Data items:
[Start of Attachment]
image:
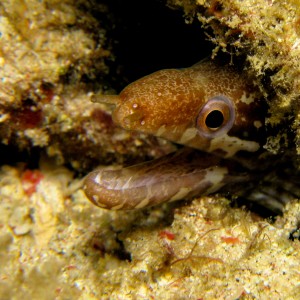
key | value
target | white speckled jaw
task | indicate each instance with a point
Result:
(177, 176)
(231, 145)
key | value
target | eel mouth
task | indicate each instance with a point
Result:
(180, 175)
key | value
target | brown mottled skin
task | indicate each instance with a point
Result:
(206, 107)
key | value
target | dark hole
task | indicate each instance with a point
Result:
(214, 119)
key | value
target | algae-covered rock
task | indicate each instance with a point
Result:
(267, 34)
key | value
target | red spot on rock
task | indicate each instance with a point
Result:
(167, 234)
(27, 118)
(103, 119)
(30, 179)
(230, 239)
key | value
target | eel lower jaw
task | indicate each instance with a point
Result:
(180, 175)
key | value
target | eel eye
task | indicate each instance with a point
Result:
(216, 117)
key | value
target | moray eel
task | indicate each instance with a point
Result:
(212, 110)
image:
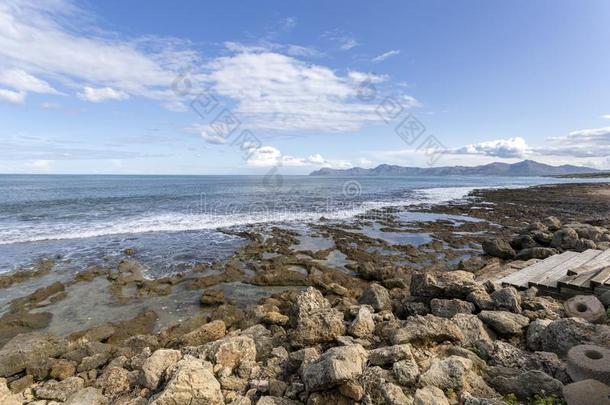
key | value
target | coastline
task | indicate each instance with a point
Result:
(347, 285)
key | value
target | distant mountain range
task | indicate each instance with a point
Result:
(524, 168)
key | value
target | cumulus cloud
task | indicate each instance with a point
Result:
[End of Attachment]
■ **DIRECTIONS**
Check every line of the data above for the string "rock", and copy those that have it.

■ **THE COMPLETED TASK**
target | algae-covered rock
target | red spot on rock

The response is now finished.